Work item: Do any lines in the data below contain "building"? If so, copy every one of them.

··· Records for this exercise

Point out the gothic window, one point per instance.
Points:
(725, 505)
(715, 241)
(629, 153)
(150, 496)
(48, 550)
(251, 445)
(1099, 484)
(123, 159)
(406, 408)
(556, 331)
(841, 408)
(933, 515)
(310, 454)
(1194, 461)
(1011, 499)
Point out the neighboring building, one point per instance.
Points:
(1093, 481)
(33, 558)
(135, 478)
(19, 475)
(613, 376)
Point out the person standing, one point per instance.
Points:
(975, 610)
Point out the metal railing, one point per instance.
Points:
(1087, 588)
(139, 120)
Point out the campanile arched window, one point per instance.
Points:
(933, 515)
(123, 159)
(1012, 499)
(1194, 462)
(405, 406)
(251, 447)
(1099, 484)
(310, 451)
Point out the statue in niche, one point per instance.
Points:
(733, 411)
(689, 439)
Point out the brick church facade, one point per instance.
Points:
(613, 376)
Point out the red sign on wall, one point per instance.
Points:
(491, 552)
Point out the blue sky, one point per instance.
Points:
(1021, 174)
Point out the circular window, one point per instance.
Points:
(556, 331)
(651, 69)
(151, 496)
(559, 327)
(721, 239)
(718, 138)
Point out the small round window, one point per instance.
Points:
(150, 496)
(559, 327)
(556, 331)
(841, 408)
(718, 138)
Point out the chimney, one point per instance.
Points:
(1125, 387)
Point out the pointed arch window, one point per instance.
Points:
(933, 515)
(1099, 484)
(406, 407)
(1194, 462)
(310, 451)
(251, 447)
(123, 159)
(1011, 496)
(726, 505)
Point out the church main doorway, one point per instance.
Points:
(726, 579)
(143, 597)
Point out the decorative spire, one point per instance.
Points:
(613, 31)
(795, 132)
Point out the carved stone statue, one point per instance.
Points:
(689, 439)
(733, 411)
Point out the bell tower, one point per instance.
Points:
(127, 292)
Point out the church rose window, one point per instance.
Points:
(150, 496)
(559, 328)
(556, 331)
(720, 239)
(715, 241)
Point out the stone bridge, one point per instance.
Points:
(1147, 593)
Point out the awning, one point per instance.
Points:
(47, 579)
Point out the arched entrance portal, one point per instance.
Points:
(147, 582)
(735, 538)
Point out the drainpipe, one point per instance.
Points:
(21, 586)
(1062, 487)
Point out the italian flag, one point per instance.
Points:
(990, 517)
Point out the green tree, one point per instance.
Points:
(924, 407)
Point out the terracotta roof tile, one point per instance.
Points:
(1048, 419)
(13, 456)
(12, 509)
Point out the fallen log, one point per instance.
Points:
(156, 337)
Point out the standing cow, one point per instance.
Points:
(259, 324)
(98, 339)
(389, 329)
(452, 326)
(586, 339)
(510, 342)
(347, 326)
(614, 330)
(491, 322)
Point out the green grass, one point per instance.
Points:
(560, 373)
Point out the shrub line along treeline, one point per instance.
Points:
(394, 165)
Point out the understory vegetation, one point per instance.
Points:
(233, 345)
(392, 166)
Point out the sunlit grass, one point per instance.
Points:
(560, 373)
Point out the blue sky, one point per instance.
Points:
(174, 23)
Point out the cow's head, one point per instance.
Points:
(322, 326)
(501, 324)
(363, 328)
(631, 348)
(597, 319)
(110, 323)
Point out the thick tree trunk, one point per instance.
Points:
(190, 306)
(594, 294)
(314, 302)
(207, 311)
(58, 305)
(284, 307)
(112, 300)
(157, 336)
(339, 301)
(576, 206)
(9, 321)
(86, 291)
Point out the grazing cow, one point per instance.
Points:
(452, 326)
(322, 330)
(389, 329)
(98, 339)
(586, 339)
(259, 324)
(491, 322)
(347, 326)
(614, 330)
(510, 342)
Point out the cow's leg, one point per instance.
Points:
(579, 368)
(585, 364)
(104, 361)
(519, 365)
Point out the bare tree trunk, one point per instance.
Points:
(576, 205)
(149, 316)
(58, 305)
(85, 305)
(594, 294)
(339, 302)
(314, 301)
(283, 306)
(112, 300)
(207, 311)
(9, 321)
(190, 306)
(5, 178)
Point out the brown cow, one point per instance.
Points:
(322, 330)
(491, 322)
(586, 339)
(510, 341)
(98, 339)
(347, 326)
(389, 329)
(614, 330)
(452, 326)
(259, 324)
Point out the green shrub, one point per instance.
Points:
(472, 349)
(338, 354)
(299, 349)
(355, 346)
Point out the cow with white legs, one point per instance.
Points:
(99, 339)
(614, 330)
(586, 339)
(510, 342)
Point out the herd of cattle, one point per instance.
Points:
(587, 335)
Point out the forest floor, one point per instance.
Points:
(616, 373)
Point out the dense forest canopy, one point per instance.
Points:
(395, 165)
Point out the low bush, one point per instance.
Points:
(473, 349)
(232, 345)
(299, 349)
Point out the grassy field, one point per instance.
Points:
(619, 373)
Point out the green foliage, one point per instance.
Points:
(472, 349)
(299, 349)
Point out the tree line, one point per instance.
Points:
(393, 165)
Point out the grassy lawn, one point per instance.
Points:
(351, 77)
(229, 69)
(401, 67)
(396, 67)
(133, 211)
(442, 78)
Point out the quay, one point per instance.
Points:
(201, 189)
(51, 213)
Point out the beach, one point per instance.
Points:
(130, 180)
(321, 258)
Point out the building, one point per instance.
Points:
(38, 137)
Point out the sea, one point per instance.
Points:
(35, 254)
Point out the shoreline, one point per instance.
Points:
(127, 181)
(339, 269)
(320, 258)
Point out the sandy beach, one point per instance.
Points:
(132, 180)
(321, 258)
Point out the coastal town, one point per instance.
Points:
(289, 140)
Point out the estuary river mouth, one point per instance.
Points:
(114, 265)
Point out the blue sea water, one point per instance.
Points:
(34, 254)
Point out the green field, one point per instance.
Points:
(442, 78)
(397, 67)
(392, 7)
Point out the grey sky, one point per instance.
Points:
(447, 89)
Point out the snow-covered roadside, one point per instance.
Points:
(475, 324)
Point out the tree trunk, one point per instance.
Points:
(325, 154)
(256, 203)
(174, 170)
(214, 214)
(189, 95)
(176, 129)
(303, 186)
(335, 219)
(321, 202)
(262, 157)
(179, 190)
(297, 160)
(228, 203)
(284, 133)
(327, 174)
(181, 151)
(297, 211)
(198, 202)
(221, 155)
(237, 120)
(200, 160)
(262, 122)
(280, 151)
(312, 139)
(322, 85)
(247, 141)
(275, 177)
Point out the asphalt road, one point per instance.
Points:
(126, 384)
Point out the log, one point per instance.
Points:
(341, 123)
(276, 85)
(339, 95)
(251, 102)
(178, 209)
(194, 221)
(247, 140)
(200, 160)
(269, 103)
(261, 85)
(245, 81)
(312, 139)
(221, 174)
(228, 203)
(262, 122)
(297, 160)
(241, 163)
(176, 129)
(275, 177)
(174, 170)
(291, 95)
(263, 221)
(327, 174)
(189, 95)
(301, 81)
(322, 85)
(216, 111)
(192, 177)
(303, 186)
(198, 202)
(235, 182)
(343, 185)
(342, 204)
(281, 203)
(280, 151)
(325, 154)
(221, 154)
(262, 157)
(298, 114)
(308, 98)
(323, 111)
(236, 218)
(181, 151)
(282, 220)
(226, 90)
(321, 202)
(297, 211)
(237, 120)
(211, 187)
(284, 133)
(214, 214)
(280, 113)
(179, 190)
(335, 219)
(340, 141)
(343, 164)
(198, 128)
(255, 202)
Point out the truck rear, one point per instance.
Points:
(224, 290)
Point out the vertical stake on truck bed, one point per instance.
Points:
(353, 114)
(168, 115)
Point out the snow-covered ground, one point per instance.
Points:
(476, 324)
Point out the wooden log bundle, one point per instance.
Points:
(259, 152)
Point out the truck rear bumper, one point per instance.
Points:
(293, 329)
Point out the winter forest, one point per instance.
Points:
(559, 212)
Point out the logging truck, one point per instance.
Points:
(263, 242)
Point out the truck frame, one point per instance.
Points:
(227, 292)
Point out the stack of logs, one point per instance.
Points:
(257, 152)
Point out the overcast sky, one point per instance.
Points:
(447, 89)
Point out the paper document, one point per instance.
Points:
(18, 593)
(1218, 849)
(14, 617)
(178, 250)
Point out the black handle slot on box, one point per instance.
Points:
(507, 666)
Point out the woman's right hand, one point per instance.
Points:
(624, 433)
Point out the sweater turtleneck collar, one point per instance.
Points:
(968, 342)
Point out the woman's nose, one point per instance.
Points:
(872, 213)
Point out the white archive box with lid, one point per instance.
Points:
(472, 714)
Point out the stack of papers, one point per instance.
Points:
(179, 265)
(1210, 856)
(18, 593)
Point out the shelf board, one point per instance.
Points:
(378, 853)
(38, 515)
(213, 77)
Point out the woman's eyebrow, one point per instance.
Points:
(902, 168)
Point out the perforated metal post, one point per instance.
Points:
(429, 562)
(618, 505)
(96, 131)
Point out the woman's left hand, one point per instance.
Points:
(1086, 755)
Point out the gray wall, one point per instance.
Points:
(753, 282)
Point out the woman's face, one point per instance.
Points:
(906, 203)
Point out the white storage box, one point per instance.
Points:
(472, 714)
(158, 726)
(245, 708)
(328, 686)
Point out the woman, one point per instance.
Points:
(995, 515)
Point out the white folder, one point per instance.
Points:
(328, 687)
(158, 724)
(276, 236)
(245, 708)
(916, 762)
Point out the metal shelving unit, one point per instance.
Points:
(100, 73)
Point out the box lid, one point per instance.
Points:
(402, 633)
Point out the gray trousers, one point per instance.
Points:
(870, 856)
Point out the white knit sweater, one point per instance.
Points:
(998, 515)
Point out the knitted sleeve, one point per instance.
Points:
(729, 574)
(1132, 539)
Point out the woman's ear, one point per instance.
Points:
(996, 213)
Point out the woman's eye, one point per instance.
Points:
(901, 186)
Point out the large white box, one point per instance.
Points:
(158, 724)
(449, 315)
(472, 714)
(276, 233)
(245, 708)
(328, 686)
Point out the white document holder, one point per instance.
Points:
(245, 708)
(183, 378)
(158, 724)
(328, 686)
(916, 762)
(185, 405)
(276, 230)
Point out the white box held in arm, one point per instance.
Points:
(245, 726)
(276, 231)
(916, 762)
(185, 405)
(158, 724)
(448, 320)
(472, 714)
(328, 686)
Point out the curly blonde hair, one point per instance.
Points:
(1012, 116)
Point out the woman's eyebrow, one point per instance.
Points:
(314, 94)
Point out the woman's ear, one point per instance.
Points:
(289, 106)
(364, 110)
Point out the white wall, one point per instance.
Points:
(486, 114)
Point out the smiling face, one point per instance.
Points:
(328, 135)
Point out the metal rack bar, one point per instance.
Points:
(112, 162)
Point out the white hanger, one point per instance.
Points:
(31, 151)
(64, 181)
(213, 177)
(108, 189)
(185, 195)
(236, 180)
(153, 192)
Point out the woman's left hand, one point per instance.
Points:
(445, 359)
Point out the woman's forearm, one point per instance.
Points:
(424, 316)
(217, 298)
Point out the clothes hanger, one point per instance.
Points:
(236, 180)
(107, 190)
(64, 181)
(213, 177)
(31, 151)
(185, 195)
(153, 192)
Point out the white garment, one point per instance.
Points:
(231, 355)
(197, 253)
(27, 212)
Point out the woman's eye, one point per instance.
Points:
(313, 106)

······

Task result:
Point out the neighboring building, one point per instance.
Point out the building, one point per instance.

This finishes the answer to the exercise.